◆ Selected passage ◆

········

The family and nation are, therefore, intimately linked. Just as the family defines who a child is, so too it defines the nation, and the nation in turn defines the family. When Europeans came to the United States, they came as families or formed families once there, and the emergent power of the national culture was a crucible that shaped these families. There are exceptions, however. African slaves brought to the United States were denied the right to form autonomous families and, therefore, were prevented from developing an organic relationship to the nation, something that resonates centuries later.

In the family, we gain our language and culture, our friends and enemies. But it is in the larger community – the nation – that these things are defined. There are three layers in human existence: the individual, who is born of family and lives within the matrix of family and nation; the family, which creates the individual and transmits the general culture to its members; and the nation, which shapes the culture and confronts other nations to protect the family, sometimes by sacrificing individuals. And all of this occurs in the place in which the nation was created, and that place determines a great deal of the nation’s culture and its enemies.

This model poses a problem for liberal democracy – the doctrine on which the United States was founded. America has two founding principles. The first, and the most important, is the right to life, liberty and the pursuit of happiness. In elevating this principle to the cornerstone of American society, the United States turned the pursuit of happiness into the central moral project of liberal democracy. In other ideologies, sacrifice and duty to others is at the center. In liberal democracy, it is the individual that is at the heart of the nation.

The second principle is the right to national self-determination. Based on this principle, foreign interference in the right of other nations to govern themselves is viewed as immoral. But the history of humanity is full of such interference – the American Revolution itself was necessary because of the British desire to block the American nation from evolving. Thus, national self-determination is not a moral principle that has been respected or adhered to throughout history.

But this is an old story. The deeper question in liberal democracy is how the right to pursue happiness can be reconciled with an individual’s obligation to the nation. Adam Smith tried to solve the problem by arguing that the individual pursuit of wealth helps nations develop. But that pertains only to economic life. The nation emerges from the bonding together of individuals, and that process creates obligations between them. Those obligations are most extreme when a nation is at war – at such times, life, liberty and the pursuit of happiness can be curtailed in the most radical way imaginable.

That creates a moral problem for me. I believe deeply in the American project and in the right to pursue happiness. I also believe deeply in the obligation of citizens to perform their duties as citizens, even to the point of going to war. Since war is endemic to nations, there seems to be a contradiction between the two understandings of citizenship.

There’s a fundamental tension between the individual, the family and the nation. Every human being wishes to be happy. But the nation may demand an individual to sacrifice their happiness, just as a family may require parents to sacrifice their happiness. The desire for happiness would seem to make the family tenuous and the nation almost impossible to create. Yet it is there. It is an objective reality that defines human history. So either liberal democracy’s moral hierarchy is invalid, or the fundamental motivation of human beings must to be seen as more complex than liberal democracy might claim.

This is an important question for my work. The foundation of geopolitics is that place shapes the community, the community shapes the family, and the family shapes the individual. In other words, the individual is a product of powerful forces and is free only in a limited sense. Liberal democracy sees the individual as the fundamental unit of humanity and the driver of history. Both views can’t be true. Therefore, we must make one of three conclusions: liberal democracy is wrong (which would be a tragedy for me), geopolitics does not grasp reality (which I think it does), or the two can be reconciled on some subtler level.

That’s where I want to go. Let’s see if I can get there.

········

◆ Dataset content ◆
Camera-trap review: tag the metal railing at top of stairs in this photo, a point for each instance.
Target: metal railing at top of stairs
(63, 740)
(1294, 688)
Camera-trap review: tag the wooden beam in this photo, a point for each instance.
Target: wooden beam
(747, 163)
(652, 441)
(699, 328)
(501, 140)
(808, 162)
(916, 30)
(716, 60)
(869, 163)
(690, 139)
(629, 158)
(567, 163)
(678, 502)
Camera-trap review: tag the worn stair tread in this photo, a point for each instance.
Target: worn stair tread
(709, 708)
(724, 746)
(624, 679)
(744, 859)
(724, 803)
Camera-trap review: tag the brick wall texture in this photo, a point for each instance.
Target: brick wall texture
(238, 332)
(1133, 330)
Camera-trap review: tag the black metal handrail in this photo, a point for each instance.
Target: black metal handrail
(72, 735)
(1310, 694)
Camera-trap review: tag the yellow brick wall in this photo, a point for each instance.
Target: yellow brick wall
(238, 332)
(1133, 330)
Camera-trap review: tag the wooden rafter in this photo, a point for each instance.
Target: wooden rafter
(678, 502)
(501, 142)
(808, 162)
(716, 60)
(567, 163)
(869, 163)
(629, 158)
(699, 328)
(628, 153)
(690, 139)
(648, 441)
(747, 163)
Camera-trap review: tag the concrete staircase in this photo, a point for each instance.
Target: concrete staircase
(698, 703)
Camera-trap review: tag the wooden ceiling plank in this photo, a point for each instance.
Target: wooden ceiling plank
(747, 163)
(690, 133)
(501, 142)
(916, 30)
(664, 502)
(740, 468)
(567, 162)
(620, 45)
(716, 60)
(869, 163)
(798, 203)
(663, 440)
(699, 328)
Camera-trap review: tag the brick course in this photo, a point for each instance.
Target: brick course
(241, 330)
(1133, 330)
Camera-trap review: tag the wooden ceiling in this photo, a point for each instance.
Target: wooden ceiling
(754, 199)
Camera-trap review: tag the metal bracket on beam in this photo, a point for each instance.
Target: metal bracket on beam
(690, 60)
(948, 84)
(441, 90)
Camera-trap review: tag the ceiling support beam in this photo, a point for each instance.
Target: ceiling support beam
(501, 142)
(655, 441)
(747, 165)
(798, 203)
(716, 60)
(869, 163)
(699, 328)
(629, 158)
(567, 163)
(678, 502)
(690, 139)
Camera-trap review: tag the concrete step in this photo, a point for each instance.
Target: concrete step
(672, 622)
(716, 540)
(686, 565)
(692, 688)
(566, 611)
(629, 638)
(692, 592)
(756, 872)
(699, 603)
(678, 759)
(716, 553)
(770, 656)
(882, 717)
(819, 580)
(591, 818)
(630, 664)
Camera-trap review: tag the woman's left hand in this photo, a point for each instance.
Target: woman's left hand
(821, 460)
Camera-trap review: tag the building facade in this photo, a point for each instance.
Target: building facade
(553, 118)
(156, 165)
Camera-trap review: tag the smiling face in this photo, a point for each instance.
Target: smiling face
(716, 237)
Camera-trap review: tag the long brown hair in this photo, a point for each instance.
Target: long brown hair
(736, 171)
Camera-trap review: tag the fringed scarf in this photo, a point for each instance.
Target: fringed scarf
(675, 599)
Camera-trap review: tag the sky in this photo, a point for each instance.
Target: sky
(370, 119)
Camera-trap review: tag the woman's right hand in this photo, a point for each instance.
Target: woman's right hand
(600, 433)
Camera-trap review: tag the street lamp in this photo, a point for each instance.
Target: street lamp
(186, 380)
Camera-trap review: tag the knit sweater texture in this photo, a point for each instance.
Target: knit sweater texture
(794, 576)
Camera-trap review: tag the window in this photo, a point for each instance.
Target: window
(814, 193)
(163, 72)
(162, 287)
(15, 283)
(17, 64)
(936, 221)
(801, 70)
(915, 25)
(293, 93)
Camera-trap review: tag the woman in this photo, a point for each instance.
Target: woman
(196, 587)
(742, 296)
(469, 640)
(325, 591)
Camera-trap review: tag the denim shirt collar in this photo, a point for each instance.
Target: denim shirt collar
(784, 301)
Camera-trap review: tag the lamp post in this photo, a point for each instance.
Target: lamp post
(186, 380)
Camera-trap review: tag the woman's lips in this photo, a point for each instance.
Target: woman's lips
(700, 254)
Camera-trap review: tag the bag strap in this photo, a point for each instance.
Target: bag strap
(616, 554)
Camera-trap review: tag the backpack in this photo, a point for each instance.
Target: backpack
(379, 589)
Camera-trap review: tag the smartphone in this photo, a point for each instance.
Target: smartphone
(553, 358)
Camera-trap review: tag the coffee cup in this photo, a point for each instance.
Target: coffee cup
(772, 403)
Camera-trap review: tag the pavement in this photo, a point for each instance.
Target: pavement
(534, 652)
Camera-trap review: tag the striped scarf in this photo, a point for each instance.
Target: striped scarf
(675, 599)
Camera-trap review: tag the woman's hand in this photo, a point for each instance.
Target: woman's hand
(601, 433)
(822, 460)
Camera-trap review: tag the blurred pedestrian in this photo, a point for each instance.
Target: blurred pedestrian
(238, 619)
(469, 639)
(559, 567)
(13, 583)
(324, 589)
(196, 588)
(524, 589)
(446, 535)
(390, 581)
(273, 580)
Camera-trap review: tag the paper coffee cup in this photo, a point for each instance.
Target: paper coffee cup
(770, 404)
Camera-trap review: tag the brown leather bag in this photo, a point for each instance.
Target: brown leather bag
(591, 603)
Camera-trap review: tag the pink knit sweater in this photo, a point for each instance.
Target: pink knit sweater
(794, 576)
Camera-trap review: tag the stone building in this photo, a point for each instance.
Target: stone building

········

Rewrite the section of the passage on family and nation that opens with the words containing "But this is" and closes with "radical way imaginable.", changing "wealth" to "prosperity".

But this is an old story. The deeper question in liberal democracy is how the right to pursue happiness can be reconciled with an individual’s obligation to the nation. Adam Smith tried to solve the problem by arguing that the individual pursuit of prosperity helps nations develop. But that pertains only to economic life. The nation emerges from the bonding together of individuals, and that process creates obligations between them. Those obligations are most extreme when a nation is at war – at such times, life, liberty and the pursuit of happiness can be curtailed in the most radical way imaginable.